** Records for the exercise follows **

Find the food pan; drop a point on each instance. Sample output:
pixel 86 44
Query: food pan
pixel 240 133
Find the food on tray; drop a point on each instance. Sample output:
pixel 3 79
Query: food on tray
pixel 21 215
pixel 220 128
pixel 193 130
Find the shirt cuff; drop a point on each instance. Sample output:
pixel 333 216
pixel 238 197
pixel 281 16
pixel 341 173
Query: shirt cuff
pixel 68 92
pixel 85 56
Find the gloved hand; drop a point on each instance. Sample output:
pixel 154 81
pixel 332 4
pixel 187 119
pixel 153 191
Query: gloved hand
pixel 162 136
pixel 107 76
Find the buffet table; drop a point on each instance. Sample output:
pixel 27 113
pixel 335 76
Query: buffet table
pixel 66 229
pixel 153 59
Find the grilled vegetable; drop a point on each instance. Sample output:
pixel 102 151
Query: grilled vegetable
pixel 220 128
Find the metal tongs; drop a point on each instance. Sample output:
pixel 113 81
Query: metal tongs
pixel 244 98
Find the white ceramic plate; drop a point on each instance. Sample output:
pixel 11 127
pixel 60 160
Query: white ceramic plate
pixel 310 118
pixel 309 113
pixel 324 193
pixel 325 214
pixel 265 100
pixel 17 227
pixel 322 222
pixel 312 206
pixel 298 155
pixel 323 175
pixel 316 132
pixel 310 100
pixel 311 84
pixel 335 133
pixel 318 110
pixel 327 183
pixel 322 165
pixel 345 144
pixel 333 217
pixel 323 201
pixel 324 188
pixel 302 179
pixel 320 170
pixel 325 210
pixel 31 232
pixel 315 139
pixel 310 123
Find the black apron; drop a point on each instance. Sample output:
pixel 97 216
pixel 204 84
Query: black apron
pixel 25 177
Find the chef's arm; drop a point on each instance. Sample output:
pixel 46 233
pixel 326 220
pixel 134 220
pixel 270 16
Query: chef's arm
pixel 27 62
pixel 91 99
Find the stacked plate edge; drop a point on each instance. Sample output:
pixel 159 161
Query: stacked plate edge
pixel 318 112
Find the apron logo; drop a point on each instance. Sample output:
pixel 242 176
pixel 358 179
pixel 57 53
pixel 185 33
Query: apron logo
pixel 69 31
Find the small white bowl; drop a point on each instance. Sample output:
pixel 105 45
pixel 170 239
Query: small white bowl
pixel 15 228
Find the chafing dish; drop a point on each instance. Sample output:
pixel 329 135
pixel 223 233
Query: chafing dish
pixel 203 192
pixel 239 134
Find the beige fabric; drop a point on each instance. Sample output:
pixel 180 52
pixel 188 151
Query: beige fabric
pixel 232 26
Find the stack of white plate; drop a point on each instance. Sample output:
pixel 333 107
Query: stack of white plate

** End of Records for the exercise **

Your answer should be the full set of records above, restated exactly.

Find the food pan; drop a point on each instance. Sample output:
pixel 86 44
Query: food pan
pixel 240 133
Find the food on tray; drop a point on each instance. Sample output:
pixel 3 79
Query: food on tray
pixel 21 215
pixel 220 128
pixel 193 130
Find the shirt cuff; drop a point on each instance. Sample output:
pixel 333 216
pixel 238 197
pixel 281 16
pixel 341 173
Query: shirt cuff
pixel 68 92
pixel 85 56
Find the gloved hand; drop a point on each instance. Sample output:
pixel 154 81
pixel 332 4
pixel 187 119
pixel 153 191
Query: gloved hand
pixel 162 136
pixel 107 76
Find the buffet table; drop a point on each instance. Sample output:
pixel 27 113
pixel 335 76
Query: buffet table
pixel 66 229
pixel 153 59
Find the grilled vegetable; drop a point on each instance. Sample output:
pixel 102 151
Query: grilled vegetable
pixel 220 128
Find the metal tongs; drop a point on each instance. Sample output:
pixel 113 81
Query: metal tongs
pixel 244 98
Find the white ceramic plate; drop a point on each instance. Sample output:
pixel 11 127
pixel 60 160
Query: white ceramic plate
pixel 310 118
pixel 309 113
pixel 324 193
pixel 325 214
pixel 265 100
pixel 17 227
pixel 322 222
pixel 312 206
pixel 298 155
pixel 323 175
pixel 316 132
pixel 310 100
pixel 311 84
pixel 335 133
pixel 318 110
pixel 327 183
pixel 322 165
pixel 345 144
pixel 333 217
pixel 323 201
pixel 324 188
pixel 302 179
pixel 320 170
pixel 325 210
pixel 31 232
pixel 315 139
pixel 310 123
Find the black apron; drop a point on each instance. Sample output:
pixel 97 216
pixel 204 84
Query: black apron
pixel 25 177
Find the chef's arm; drop a point on each instance. Sample output:
pixel 46 233
pixel 326 220
pixel 134 220
pixel 270 16
Query: chef's arm
pixel 27 62
pixel 91 99
Find the stacked plate edge; drop a point on each instance. Sample output:
pixel 159 161
Query: stacked plate edge
pixel 318 112
Find the apron logo; drop a point on each instance. Sample output:
pixel 242 176
pixel 358 179
pixel 57 53
pixel 185 33
Query: apron logo
pixel 69 31
Find the small white bowl; drop a point on each instance. Sample output:
pixel 105 45
pixel 170 239
Query: small white bowl
pixel 15 228
Find the chafing dish; drop a point on each instance. Sample output:
pixel 329 135
pixel 223 233
Query: chafing dish
pixel 203 192
pixel 239 134
Find the beige fabric; drop a point on each instance. Sample output:
pixel 180 52
pixel 188 151
Query: beige fabric
pixel 232 26
Find the stack of white plate; drop a point on each instance. Sample output:
pixel 333 107
Query: stack of white plate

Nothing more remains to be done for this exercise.